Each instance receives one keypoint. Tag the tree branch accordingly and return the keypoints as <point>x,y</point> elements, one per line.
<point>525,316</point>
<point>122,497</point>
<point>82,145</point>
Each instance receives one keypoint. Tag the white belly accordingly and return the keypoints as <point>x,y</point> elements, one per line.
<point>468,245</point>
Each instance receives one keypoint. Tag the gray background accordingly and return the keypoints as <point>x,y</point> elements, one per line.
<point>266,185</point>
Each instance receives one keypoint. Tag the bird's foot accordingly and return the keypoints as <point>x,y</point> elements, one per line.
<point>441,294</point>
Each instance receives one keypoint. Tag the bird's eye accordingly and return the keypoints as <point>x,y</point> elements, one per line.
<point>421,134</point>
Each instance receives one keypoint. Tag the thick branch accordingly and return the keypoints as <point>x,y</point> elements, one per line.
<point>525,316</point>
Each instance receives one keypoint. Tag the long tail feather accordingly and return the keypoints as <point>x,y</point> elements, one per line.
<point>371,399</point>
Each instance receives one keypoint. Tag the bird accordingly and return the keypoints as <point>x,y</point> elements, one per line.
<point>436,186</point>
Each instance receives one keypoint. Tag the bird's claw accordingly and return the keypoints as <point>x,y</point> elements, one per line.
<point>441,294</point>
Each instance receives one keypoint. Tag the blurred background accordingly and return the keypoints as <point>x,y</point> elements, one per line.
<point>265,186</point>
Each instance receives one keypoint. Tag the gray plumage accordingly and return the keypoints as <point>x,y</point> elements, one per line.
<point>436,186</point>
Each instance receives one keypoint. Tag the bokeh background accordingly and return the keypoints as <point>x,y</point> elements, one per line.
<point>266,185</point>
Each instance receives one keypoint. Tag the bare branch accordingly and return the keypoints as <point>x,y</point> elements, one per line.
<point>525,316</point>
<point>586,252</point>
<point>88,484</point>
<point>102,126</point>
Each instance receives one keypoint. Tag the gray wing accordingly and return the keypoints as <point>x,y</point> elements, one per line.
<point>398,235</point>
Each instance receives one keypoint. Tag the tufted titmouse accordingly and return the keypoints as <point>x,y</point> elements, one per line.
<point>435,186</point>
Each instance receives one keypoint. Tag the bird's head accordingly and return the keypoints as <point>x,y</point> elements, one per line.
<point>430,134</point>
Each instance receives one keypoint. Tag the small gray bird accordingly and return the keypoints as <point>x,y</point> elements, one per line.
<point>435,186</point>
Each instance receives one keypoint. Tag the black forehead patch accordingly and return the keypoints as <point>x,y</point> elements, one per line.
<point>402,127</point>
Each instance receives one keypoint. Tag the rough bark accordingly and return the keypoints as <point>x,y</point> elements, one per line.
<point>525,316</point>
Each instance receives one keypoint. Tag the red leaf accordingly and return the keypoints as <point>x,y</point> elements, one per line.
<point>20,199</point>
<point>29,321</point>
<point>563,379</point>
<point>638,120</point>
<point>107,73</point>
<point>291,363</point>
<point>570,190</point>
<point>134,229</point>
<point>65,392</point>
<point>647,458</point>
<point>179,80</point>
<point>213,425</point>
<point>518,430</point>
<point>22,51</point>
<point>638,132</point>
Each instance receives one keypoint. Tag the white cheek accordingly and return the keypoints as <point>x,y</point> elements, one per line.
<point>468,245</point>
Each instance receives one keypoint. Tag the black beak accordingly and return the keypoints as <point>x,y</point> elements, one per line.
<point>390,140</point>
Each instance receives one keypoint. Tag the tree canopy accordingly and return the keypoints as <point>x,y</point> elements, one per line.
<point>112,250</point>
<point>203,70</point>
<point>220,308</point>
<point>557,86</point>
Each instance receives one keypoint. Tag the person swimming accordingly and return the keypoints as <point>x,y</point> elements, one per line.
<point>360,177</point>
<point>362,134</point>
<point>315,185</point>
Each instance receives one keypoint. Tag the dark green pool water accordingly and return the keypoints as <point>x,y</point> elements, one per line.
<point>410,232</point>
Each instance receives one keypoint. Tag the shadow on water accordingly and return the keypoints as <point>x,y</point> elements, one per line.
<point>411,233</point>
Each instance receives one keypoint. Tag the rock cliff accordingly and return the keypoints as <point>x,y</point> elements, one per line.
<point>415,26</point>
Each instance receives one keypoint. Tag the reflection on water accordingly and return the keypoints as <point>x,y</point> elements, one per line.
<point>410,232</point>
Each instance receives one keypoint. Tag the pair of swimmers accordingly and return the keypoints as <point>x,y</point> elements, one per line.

-*-*-

EXERCISE: Rescale the listing from the line with "Each instance receives one keypoint. Tag the person" to the line with "<point>411,233</point>", both ends included, and reproduce every line, keeping each request line unchanged. Multiply each point coordinate in the answers by 2.2 and round it to the nearest whole number, with halves rounded up.

TASK SOLUTION:
Each instance receives one keypoint. Tag the person swimming accordingly and return the keypoints as <point>x,y</point> elements, one per line.
<point>792,389</point>
<point>796,295</point>
<point>693,407</point>
Each instance receives one keypoint. Tag the dark green pool water accordingly and return the keypoints as <point>x,y</point> elements, one per line.
<point>902,510</point>
Each instance receives one keypoint. Tag the shadow on water accordingly and return the keypoints as <point>x,y</point> elements, one per line.
<point>904,513</point>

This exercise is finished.